* _Supplied passage_
While McDonald’s policies have long since been modified, Saladoff felt it necessary to highlight cases like these in her film because, she told the National Law Journal, the plight of the plaintiff is often overlooked. “The other side of this issue has monopolized the conversation because of the amount of money they have,” she said. She decided to make the film after 25 years of practicing law. “After 25 years, the truth is you get sort of worn down,” she said.

As a plaintiff’s personal injury lawyer, I can certainly see where Saladoff is coming from. Oftentimes the defendants do indeed have more resources, especially since they are often large companies with a huge financial backing and an outstanding public reputation. The plaintiff becomes a small fish wallowing in a large pond when it comes to cases like this. Saladoff also points out another interesting view. “…Juries became less sympathetic and winning became harder. It would get me angry that I couldn’t tell my clients that I could get them justice” she says. This film, she hopes, will at least start the conversation that will change everything.

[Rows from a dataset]
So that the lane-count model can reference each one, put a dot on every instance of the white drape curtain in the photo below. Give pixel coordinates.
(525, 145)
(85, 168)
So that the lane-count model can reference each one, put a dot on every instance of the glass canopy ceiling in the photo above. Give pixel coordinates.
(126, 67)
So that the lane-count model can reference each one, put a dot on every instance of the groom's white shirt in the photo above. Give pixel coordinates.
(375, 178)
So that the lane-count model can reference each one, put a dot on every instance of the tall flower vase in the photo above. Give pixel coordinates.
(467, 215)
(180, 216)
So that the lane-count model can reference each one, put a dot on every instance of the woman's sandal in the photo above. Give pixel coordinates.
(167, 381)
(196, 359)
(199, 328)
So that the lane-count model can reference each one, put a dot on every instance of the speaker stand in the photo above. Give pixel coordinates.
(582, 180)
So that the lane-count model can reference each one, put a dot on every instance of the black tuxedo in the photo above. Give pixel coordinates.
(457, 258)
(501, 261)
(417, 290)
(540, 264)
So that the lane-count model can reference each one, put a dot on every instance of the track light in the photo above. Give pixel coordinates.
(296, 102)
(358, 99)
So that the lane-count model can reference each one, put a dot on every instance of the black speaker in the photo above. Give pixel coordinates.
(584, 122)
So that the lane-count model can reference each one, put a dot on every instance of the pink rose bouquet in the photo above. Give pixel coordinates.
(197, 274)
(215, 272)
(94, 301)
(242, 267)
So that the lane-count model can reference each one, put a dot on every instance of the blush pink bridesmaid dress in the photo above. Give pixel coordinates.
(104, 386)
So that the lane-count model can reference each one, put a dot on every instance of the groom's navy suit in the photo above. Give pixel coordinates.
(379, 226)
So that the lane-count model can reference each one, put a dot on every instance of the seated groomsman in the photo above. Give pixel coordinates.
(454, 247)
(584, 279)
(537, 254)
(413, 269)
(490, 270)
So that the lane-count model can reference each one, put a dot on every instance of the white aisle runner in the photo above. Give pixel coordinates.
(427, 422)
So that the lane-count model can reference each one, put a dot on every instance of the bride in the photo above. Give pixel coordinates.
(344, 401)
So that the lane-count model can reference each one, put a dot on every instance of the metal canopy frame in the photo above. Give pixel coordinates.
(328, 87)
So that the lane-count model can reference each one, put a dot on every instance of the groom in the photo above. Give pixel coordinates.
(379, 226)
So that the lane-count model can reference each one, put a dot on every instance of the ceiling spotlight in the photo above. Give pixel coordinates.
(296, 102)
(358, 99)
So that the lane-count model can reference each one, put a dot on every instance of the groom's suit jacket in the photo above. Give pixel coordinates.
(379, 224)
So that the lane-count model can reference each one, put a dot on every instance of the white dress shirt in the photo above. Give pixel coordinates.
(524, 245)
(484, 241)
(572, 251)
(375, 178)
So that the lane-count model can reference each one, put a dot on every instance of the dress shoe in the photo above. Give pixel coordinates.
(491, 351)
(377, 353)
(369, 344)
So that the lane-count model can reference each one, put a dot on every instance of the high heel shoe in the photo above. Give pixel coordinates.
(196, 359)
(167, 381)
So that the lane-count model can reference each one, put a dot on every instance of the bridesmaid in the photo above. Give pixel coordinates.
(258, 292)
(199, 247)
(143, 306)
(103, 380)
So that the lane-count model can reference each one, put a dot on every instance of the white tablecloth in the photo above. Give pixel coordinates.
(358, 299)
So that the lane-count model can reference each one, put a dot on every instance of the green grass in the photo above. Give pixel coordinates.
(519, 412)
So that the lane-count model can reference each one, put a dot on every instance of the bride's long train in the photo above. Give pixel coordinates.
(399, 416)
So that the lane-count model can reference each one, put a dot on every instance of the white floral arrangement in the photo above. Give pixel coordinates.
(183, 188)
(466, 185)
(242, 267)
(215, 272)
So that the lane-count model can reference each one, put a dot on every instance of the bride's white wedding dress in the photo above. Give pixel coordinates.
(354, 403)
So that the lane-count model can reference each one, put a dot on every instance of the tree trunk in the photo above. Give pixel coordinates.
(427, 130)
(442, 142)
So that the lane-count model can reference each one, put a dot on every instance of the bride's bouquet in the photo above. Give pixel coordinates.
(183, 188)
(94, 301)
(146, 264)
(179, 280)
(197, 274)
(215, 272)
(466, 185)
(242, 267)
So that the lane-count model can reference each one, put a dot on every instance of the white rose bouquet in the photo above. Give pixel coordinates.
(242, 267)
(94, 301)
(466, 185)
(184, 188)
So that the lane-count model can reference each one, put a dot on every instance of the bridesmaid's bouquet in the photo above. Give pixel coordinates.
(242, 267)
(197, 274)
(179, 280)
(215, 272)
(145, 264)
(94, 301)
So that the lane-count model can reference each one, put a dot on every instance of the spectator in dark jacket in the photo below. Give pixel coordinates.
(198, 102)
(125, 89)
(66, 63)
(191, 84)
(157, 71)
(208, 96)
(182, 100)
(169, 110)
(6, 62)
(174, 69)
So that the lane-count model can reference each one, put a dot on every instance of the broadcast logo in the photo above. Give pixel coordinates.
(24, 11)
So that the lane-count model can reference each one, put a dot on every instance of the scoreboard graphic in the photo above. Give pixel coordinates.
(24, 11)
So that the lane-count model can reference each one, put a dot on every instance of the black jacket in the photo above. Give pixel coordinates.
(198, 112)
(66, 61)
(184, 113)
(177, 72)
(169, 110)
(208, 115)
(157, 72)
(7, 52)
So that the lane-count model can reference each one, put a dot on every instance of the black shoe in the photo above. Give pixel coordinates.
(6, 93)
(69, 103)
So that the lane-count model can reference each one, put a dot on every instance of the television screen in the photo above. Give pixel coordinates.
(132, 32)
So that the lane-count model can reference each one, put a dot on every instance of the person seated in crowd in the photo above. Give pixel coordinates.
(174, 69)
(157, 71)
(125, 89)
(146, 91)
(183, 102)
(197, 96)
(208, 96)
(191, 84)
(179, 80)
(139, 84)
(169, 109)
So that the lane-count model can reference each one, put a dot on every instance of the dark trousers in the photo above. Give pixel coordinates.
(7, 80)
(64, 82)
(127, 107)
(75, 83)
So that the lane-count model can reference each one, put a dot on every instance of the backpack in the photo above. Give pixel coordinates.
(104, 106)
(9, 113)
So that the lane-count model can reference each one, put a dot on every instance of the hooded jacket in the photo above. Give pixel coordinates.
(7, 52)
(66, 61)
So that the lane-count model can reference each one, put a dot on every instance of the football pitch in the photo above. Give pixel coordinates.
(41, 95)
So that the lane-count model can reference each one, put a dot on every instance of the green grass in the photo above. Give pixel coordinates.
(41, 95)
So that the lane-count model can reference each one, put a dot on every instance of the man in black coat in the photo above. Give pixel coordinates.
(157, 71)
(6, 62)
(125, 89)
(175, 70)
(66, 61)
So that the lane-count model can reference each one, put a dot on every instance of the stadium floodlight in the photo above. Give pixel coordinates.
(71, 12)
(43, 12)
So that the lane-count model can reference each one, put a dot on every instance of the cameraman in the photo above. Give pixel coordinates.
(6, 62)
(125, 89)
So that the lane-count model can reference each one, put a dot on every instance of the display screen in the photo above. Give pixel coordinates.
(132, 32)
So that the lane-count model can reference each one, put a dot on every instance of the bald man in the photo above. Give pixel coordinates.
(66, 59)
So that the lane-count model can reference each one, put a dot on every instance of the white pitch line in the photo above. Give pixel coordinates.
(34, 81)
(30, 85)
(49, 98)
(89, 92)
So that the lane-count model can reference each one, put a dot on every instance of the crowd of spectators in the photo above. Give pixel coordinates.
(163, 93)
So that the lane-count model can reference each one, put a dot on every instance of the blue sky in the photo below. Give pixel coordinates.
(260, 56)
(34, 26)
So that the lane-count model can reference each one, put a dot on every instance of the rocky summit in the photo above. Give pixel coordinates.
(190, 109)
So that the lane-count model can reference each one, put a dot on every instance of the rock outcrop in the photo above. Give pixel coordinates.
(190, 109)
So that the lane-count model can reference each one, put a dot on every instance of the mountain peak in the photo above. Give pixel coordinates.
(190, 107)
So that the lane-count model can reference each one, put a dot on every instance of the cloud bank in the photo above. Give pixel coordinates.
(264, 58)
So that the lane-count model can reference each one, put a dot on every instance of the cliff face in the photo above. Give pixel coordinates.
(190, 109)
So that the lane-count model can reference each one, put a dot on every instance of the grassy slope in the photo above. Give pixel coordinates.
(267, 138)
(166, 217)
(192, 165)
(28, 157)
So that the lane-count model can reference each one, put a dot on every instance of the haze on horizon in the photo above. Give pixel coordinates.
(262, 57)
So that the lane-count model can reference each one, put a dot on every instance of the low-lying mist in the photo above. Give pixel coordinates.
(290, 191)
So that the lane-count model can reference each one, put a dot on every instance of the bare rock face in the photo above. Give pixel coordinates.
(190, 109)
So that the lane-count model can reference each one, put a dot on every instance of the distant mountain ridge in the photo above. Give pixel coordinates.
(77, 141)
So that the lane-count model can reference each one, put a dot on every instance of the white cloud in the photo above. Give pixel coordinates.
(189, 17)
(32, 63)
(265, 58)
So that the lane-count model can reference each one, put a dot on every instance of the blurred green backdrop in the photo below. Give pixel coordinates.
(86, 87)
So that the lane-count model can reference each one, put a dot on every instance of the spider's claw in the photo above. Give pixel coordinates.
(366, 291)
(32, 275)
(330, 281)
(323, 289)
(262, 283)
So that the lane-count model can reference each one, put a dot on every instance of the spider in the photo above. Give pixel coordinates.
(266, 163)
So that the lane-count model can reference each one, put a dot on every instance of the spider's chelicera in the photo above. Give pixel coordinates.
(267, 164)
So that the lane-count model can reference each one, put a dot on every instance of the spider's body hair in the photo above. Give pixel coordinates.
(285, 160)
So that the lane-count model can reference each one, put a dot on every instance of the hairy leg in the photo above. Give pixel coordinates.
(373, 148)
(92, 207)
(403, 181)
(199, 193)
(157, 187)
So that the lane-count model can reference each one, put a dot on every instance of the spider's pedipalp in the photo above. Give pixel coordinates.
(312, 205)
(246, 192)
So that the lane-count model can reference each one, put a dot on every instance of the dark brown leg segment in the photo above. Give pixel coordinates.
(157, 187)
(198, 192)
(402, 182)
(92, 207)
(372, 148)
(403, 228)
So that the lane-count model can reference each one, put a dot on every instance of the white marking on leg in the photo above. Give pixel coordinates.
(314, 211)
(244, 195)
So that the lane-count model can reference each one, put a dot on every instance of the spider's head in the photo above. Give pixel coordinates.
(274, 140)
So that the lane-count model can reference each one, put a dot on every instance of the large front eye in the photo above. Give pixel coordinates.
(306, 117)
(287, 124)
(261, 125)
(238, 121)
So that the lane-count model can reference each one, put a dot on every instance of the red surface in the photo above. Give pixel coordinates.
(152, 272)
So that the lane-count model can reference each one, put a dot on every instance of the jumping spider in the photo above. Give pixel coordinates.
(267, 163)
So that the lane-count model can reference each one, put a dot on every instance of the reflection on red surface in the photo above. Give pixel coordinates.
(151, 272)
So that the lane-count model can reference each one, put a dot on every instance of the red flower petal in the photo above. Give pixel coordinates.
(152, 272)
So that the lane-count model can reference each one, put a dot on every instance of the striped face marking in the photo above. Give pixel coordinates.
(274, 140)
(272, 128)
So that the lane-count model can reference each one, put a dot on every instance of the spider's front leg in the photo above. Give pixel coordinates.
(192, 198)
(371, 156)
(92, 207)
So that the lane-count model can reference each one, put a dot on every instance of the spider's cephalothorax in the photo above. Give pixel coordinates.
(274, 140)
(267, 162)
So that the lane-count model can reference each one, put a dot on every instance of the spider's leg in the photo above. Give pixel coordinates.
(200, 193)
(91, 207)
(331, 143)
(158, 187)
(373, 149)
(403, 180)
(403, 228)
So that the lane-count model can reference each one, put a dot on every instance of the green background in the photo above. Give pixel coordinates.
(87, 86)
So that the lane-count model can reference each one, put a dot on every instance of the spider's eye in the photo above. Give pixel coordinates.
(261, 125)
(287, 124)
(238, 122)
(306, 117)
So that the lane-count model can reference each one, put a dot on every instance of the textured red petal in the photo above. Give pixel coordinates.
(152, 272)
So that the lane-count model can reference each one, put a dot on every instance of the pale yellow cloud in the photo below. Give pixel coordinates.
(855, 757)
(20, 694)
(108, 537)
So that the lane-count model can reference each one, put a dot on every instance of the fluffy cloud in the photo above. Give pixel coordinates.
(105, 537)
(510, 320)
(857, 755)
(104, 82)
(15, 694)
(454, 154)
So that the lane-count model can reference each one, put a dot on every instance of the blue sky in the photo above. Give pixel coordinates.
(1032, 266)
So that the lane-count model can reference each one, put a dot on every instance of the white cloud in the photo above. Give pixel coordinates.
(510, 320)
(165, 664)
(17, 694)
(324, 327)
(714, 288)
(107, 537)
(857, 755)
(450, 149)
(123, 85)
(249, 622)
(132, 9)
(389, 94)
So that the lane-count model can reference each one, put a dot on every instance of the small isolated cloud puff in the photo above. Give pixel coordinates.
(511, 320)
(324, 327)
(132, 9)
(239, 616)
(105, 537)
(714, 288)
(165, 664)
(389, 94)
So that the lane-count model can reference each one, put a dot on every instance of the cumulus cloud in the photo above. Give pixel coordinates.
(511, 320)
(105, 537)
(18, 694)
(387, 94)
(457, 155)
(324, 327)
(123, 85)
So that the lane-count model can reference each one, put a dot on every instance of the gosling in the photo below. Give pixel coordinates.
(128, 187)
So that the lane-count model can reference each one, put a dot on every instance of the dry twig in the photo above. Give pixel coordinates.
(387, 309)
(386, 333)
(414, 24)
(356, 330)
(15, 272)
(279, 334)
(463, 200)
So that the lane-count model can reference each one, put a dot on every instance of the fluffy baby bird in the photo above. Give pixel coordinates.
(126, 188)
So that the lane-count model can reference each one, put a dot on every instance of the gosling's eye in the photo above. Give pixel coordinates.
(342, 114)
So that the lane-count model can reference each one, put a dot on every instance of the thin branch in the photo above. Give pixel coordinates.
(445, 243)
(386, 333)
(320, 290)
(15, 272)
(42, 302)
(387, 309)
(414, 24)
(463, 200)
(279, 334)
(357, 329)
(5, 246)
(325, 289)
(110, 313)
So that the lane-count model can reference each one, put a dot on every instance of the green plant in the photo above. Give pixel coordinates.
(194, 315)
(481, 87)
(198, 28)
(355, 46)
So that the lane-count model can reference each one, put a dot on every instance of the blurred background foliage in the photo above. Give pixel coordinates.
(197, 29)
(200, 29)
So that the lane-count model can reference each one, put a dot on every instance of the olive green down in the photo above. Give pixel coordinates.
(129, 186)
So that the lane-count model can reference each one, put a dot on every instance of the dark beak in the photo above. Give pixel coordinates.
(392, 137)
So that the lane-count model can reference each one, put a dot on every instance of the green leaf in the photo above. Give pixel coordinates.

* _Instruction A_
Could you reproduce the passage about Saladoff's film, beginning at the words "As a plaintiff’s" and stopping after "will change everything.", but change "small fish" to "tiny minnow"?
* _Instruction B_
Which rows contain the string "canopy"? Pick out each one and copy it.
The passage and the rows come from separate sources.

* _Worked solution A_
As a plaintiff’s personal injury lawyer, I can certainly see where Saladoff is coming from. Oftentimes the defendants do indeed have more resources, especially since they are often large companies with a huge financial backing and an outstanding public reputation. The plaintiff becomes a tiny minnow wallowing in a large pond when it comes to cases like this. Saladoff also points out another interesting view. “…Juries became less sympathetic and winning became harder. It would get me angry that I couldn’t tell my clients that I could get them justice” she says. This film, she hopes, will at least start the conversation that will change everything.

* _Worked solution B_
So that the lane-count model can reference each one, put a dot on every instance of the glass canopy ceiling in the photo above. Give pixel coordinates.
So that the lane-count model can reference each one, put a dot on every instance of the metal canopy frame in the photo above. Give pixel coordinates.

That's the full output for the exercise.